▸ TWOJE ZADANIE:
Dopisz ciąg dalszy poniższej recenzji powieści „Ochroniarz”, zaczynając zaraz po jej ostatnim zdaniu.

RECENZJA
„Ochroniarz” Meg Adams
O
książce:
Data
wydania: 20 maja 2020
Kategoria:
romans
Liczba
stron: 375
Wydawnictwo:
NieZwykłe
Opis
książki:
Niebezpieczne zlecenie. Ryzykowna gra. Zakazana
miłość.
Dwudziestoośmioletnia Lena Mejer, właścicielka firmy kosmetycznej, z pozoru ma wszystko – pieniądze, pozycję i ciekawe życie. Dobrze maskuje smutek, za którym kryje się bolesna przeszłość. Gdy zaczyna dostawać pogróżki, w jej życie kolejny raz wkrada się niepokój. Za namową przyjaciół zatrudnia prywatnego ochroniarza, który ma zapewnić jej bezpieczeństwo.
Nikolaj Aleksandrow, pół Polak, pół Rosjanin, od początku stara się podejść do zlecenia profesjonalnie, jednak szybko przekonuje się, że tym razem nie będzie to takie proste. Wzrastające napięcie pomiędzy nim i Leną skutecznie utrudnia mu zadanie. A to nie koniec kłopotów.
Wkrótce wychodzi na jaw, że oboje coś ukrywają, a czyhające na nich niebezpieczeństwo jest większe, niż oboje przypuszczali.
Moja
opinia:
„Ochroniarz”
jest drugą powieścią Meg Adams, zaraz po „Architekturze uczuć”. Obie powieści
czytałam i zważywszy na to, że pierwsza na długo zapadła mi w pamięci,
wiedziałam, że po drugą również sięgnę.

▸ PODANE INFORMACJE:
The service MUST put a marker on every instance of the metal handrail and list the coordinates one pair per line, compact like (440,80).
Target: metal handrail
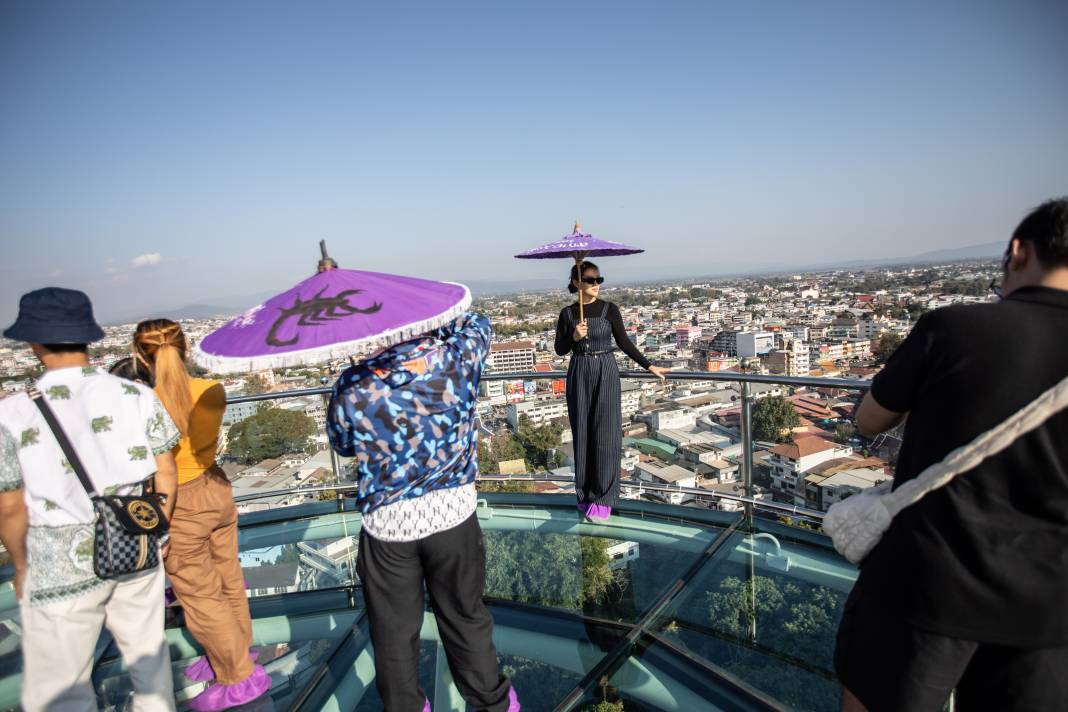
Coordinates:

▸ OCZEKIWANA ODPOWIEDŹ:
Główną
bohaterką jest Lena, która ma swoją firmę kosmetyczną. Kobieta powoli dobiega
do trzydziestki i mimo młodego wieku, wiele już przeszła. Jej życie nie było
lekkie, bohaterka szybko musiała stawić czoła dorosłości i wziąć
odpowiedzialność za swój los. Obecnie jest osobą bardzo niezależną, chce sama o
wszystkim decydować, jednak mimo stabilności finansowej, brakuje jej stabilności
uczuciowej. Chciałaby czuć się kochana, poczuć burzę uczuć, uniesień miłosnych,
a samotność temu nie sprzyja.
Wszystko
się zmienia, gdy Lena zostaje nękana. Nieustannie dostaje dziwne listy z
groźbami, a w jej życiu znów pojawiają się negatywne emocje. Kobieta nie ma
pojęcia, kto stoi za tym okrucieństwem, jednak za radą przyjaciółki postanawia
zawalczyć o swoje bezpieczeństwo. Zatrudnia ochroniarza, a jej życie nabiera
zupełnie niespodziewanego obrotu.
Czy
przystojny ochroniarz ulegnie swojej szefowej?
Jak
potoczą się ich losy? Musicie się tego dowiedzieć!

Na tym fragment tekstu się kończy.